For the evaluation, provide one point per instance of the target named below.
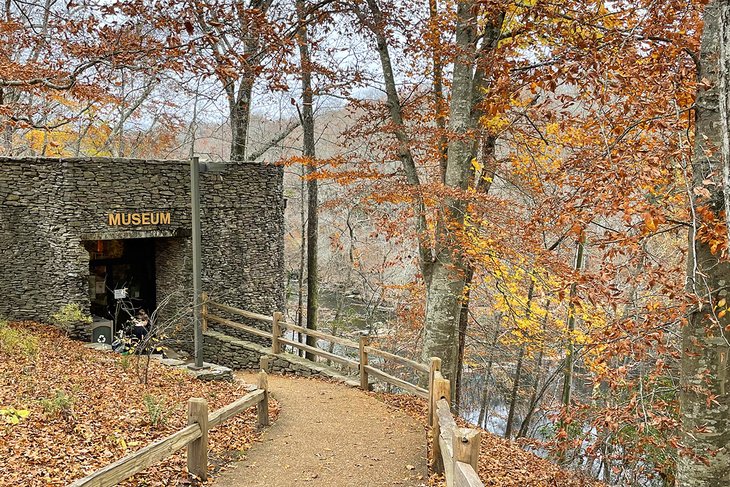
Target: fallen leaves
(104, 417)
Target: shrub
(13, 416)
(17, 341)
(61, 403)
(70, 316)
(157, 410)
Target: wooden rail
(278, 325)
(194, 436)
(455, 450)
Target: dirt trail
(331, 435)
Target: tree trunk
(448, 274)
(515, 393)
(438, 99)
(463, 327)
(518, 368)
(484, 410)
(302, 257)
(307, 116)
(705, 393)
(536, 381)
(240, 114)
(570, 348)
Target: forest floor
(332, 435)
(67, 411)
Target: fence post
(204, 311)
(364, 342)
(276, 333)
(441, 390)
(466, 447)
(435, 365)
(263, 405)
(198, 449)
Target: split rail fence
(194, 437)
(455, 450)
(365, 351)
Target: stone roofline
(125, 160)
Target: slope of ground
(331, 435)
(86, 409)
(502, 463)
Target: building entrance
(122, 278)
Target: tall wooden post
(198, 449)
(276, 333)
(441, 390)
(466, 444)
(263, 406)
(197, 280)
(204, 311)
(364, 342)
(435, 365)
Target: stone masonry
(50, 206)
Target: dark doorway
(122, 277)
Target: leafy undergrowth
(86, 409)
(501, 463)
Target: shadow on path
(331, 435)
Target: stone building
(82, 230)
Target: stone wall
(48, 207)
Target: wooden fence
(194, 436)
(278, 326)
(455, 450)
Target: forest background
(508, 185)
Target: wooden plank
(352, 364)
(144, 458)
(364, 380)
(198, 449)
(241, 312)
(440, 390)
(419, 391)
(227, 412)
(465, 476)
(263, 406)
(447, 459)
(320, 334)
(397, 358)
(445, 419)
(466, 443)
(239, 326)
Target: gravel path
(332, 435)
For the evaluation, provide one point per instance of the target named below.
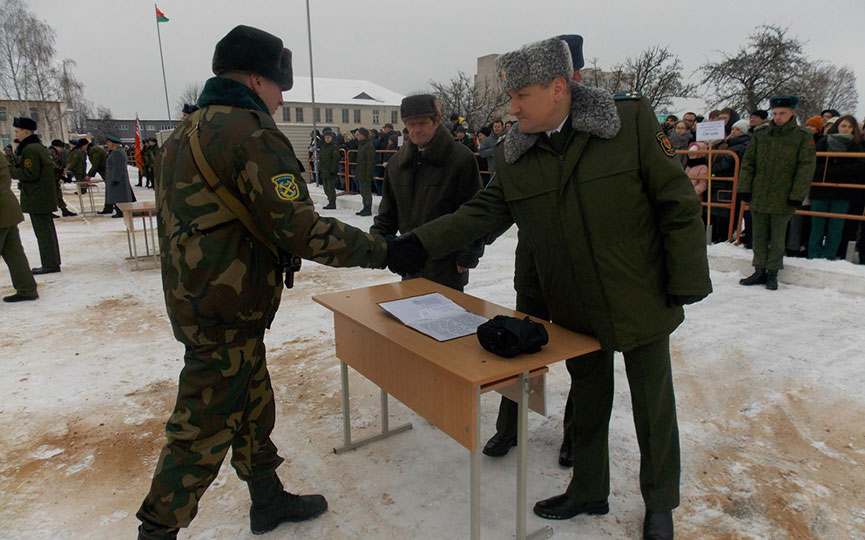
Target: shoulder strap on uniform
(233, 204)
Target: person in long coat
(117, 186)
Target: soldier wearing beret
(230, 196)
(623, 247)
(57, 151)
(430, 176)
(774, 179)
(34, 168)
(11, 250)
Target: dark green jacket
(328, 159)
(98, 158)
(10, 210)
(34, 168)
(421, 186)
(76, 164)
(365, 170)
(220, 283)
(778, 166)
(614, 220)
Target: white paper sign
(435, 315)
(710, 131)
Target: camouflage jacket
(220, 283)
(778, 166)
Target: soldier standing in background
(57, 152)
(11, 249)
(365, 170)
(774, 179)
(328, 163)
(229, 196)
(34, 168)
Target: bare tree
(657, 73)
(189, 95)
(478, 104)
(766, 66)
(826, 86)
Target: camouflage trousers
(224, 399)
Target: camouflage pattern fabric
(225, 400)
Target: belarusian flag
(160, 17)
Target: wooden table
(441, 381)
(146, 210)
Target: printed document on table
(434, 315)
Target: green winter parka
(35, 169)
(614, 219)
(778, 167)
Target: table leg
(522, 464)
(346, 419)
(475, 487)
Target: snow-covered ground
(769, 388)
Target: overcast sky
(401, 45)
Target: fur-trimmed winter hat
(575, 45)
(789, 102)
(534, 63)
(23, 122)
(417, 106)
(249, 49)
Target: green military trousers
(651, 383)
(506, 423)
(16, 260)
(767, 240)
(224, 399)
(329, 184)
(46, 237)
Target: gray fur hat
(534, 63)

------------------------

*PROMPT*. Copy all of the data above word for word, leaving out the two pictures.

*COMPLETE RESPONSE*.
For the evaluation, provide one point per instance of the target named below.
Target: fallen leaves
(104, 417)
Target: shrub
(13, 416)
(17, 341)
(61, 403)
(70, 316)
(157, 410)
Target: wooden rail
(278, 325)
(194, 436)
(455, 450)
Target: dirt trail
(331, 435)
Target: tree trunk
(448, 274)
(515, 393)
(438, 99)
(463, 327)
(518, 368)
(484, 410)
(302, 257)
(307, 116)
(705, 393)
(536, 381)
(240, 114)
(570, 348)
Target: forest floor
(332, 435)
(67, 411)
Target: fence post
(204, 311)
(364, 342)
(276, 333)
(441, 390)
(466, 447)
(435, 365)
(263, 405)
(198, 449)
Target: split rail fence
(194, 437)
(455, 450)
(365, 351)
Target: stone roofline
(125, 160)
Target: slope of ground
(331, 435)
(86, 409)
(502, 463)
Target: building entrance
(122, 278)
Target: tall wooden post
(198, 449)
(276, 333)
(441, 390)
(466, 444)
(263, 406)
(197, 280)
(204, 311)
(364, 342)
(435, 365)
Target: stone masonry
(50, 206)
Target: dark doorway
(122, 277)
Target: leafy undergrowth
(86, 409)
(501, 463)
Target: shadow on path
(331, 435)
Target: stone building
(82, 230)
Target: stone wall
(48, 207)
Target: wooden fence
(194, 436)
(278, 326)
(455, 450)
Target: forest background
(508, 185)
Target: wooden plank
(352, 364)
(144, 458)
(364, 380)
(198, 449)
(241, 312)
(440, 390)
(419, 391)
(227, 412)
(465, 476)
(263, 406)
(447, 459)
(320, 334)
(397, 358)
(445, 419)
(466, 443)
(239, 326)
Target: gravel path
(332, 435)
For the evaluation, provide one point per instance of the target named below.
Target: shoulder strap on uniform
(233, 204)
Target: person in long coat
(117, 186)
Target: soldier wearing beret
(230, 196)
(623, 247)
(57, 151)
(430, 176)
(774, 179)
(34, 168)
(11, 250)
Target: dark green jacket
(328, 159)
(98, 158)
(10, 210)
(34, 168)
(421, 186)
(76, 164)
(365, 170)
(220, 283)
(778, 166)
(614, 220)
Target: white paper sign
(435, 315)
(710, 131)
Target: camouflage jacket
(220, 283)
(778, 166)
Target: soldier standing in background
(57, 152)
(11, 249)
(365, 170)
(774, 179)
(328, 163)
(229, 196)
(34, 168)
Target: bare tree
(657, 73)
(189, 95)
(478, 104)
(766, 66)
(826, 86)
Target: camouflage trousers
(224, 399)
Target: camouflage pattern fabric
(225, 400)
Target: belarusian flag
(160, 17)
Target: wooden table
(441, 381)
(146, 210)
Target: printed document on table
(434, 315)
Target: green winter parka
(35, 169)
(614, 219)
(778, 167)
Target: table leg
(522, 464)
(346, 419)
(475, 487)
Target: snow-covered ground
(769, 388)
Target: overcast sky
(401, 45)
Target: fur-trimmed winter hat
(575, 45)
(789, 102)
(534, 63)
(23, 122)
(417, 106)
(249, 49)
Target: green military trousers
(651, 383)
(506, 423)
(16, 260)
(767, 240)
(224, 399)
(329, 184)
(46, 237)
Target: gray fur hat
(534, 63)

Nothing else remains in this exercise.